━━━━━ Exercise text ━━━━━
- Ngaoubela Location in Cameroon
- Coordinates: 6°31′23.4″N 12°35′56.5″E﻿ / ﻿6.523167°N 12.599028°E
- Country: Cameroon
- Region: Adamawa Region
- Department: Djérem

Population
- • Total: > 1,000 (estimates only)
- Time zone: UTC+1 (WAT)
- Area code: CM-AD

= Ngaoubela =

Ngaoubela village in the Cameroonian province of Adamawa Region of Cameroon, 15 km west from Tibati and 3 km from the "Axe lourde", i.e. Tibati to Ngaoundéré. The village has more than 1000 inhabitants, some estimates surpass 1500. For its history it is inhabited by a range of ethnicities, among many others there are mainly Gbaya, Mboum, Fulbe and the Haussa.
━━━━━ Extracted entries ━━━━━
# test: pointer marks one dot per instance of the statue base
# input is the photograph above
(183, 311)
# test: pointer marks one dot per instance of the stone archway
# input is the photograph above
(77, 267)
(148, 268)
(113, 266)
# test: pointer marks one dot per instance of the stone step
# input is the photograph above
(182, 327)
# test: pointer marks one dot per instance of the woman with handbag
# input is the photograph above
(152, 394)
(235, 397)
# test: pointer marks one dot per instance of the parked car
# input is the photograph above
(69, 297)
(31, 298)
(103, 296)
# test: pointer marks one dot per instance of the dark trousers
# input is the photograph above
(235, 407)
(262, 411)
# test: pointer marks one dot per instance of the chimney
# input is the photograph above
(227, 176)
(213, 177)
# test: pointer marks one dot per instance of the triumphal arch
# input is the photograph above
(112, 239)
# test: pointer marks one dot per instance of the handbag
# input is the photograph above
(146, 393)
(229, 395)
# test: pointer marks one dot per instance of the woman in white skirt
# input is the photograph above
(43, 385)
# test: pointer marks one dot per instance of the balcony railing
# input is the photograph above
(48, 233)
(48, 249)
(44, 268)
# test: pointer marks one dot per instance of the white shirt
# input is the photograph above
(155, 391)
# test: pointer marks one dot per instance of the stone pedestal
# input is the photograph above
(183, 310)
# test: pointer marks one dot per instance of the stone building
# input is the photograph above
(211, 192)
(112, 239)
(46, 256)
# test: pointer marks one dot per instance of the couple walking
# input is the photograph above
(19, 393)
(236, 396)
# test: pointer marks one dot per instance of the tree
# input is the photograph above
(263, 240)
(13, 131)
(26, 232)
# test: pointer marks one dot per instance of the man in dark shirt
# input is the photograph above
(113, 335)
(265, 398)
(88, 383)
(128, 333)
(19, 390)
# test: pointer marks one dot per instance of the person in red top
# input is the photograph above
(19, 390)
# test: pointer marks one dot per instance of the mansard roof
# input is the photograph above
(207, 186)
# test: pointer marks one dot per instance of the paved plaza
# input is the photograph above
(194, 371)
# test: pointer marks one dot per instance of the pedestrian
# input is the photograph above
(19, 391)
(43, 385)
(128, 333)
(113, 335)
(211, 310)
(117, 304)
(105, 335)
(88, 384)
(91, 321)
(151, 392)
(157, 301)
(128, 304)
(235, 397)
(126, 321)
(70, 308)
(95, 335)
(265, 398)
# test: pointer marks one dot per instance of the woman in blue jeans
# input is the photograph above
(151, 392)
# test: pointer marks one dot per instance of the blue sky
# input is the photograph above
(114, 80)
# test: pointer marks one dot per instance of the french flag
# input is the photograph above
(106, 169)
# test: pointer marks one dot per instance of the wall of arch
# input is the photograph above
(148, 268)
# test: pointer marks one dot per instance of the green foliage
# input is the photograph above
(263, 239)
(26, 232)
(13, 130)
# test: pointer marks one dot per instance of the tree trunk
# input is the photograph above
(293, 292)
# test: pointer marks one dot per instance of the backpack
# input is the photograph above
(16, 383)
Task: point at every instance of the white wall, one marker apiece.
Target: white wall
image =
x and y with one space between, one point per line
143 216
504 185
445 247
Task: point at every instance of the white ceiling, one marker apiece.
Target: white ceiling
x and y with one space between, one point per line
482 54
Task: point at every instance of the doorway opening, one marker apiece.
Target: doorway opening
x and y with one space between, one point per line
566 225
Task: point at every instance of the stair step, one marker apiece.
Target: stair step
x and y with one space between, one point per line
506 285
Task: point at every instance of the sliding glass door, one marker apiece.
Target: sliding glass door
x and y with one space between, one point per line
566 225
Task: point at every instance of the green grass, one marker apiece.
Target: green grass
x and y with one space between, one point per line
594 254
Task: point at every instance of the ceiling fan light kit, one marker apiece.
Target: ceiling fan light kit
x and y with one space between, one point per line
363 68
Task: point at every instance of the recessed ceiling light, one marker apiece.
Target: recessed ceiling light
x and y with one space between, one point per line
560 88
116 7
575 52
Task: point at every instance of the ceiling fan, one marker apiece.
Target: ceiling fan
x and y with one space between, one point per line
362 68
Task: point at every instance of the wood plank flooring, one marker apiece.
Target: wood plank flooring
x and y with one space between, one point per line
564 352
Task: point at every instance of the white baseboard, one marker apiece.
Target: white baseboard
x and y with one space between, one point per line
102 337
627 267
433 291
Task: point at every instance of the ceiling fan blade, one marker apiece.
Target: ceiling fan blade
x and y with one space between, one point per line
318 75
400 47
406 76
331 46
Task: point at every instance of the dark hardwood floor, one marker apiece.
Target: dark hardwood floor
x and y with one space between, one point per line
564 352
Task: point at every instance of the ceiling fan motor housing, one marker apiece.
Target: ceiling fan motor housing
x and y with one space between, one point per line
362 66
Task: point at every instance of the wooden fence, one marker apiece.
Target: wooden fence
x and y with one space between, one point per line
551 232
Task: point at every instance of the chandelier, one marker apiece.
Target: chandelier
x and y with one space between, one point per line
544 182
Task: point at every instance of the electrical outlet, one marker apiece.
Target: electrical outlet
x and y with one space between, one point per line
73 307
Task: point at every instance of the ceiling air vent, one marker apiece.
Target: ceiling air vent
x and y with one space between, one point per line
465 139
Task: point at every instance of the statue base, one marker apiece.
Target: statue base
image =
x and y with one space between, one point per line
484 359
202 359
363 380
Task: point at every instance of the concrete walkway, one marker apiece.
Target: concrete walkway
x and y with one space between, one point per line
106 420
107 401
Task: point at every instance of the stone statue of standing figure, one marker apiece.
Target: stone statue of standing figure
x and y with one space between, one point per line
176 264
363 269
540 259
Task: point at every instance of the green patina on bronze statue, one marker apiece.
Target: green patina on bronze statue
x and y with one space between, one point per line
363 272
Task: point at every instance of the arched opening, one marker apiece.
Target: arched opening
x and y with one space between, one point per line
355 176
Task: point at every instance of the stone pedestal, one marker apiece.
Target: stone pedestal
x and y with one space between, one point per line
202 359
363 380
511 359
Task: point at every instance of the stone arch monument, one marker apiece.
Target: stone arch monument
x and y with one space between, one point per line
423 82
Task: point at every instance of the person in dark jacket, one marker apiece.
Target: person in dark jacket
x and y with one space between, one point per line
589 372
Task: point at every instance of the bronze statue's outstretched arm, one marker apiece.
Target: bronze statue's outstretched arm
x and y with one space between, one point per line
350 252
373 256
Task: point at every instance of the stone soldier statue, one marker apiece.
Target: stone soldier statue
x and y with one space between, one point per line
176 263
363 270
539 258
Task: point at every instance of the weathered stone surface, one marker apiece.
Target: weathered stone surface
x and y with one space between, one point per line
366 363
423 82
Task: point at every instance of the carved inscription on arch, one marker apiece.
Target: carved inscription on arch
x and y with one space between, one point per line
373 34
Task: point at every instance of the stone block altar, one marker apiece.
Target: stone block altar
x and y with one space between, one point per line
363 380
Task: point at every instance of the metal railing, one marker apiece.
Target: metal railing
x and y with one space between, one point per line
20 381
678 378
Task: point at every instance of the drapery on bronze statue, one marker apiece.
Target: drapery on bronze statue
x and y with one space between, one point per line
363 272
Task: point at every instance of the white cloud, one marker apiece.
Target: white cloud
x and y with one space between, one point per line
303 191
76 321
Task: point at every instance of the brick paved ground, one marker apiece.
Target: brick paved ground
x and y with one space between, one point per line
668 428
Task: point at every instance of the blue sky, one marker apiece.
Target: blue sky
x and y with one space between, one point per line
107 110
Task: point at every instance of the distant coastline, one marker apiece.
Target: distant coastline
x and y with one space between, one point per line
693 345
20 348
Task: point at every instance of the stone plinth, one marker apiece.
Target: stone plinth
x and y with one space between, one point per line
━━━━━
Instructions for the task> Pick up the text about the village of Ngaoubela after its last sentence and continue it. The items are separate material and have no connection to the text about Ngaoubela.

Answer below>
== Hospital ==
The hospital in Ngaoubela (Hôpital Protestant Ngaoubela) forms part of the Cameroonian Lutheran Evangelic Church (Eglise Evangelique Lutherienne du Cameroun, EELC). It comprises 150 beds in total, and it is equipped with two operating rooms, an ultrasonic device, an X-ray apparatus, a laboratory, running water and emergency power supply. Thus it is the best equipped hospital in the entire Djérem district. Cameroon lacks a functioning social welfare system; people have to pay for health services. In this extremely poor region of Cameroon, this results in financial issues both among patients as for the hospital itself. It mostly relies upon donations from organizations abroad. It is supported by the American Lutheran Church, the Austrian association "Entwicklungspartnerschaft für Kamerun", but also Care and other organizations sporadically aid to ensure the functioning of the most basic health services. The Catholic community of Frastanz enables and supports young Austrian men to do social services. The Austrian medical practitioner Elisabeth Neier has lived and worked in Ngaoubla since 1986.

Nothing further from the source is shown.